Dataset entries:
>>>

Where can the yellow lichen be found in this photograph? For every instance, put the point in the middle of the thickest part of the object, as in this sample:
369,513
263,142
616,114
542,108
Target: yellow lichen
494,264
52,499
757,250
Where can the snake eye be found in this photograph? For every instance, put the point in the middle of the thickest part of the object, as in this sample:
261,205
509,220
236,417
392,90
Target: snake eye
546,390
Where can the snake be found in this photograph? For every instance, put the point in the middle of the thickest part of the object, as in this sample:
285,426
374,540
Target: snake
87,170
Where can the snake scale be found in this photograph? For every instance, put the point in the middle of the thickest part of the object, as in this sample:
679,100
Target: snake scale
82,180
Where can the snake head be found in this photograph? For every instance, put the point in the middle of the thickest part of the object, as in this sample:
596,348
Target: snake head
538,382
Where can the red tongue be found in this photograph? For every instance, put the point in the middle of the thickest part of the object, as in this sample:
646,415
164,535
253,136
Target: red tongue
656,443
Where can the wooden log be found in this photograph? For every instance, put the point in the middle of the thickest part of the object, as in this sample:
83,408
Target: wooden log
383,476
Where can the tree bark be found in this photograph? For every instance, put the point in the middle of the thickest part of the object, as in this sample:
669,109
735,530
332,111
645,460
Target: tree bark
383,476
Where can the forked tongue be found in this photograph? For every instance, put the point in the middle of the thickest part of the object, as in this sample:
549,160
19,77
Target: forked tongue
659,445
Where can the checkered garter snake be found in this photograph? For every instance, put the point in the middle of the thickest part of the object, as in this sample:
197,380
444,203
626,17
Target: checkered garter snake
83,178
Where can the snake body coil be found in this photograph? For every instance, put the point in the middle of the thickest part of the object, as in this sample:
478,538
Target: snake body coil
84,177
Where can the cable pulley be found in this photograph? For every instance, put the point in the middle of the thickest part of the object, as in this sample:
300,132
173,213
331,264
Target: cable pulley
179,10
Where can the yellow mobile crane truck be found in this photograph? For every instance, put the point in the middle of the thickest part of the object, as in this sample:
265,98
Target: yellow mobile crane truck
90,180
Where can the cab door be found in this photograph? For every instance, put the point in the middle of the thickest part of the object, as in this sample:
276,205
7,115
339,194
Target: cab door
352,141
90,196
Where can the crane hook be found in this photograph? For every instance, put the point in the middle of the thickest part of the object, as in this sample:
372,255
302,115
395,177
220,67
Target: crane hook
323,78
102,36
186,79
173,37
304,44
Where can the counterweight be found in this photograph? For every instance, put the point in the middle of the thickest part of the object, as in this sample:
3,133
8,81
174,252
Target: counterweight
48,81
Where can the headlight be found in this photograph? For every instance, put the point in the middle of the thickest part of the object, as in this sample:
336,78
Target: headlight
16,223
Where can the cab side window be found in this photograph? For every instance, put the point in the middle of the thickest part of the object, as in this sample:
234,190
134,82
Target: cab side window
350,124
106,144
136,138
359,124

<<<

● **Activity**: Set down exactly the lines that begin with the one containing "Target: crane hook" and end with the last line above, and no others.

● **Expected output**:
Target: crane hook
323,78
102,36
186,79
173,37
304,44
Where can the counterweight be found in this photograph? For every instance, put the point in the middle of the thickest part of the object, as in this sample:
3,133
8,81
174,252
Target: counterweight
48,81
Where can the headlight be found in this photograph? For every instance, put the point in the middle of the thickest part of the object, as in this sample:
336,78
Target: headlight
16,223
Where can the cab side window be found in this photograph? For every instance, put the point in the middle of the thickest part of the object, as in this sample:
234,190
134,82
Target: cab side window
350,124
106,144
136,138
359,124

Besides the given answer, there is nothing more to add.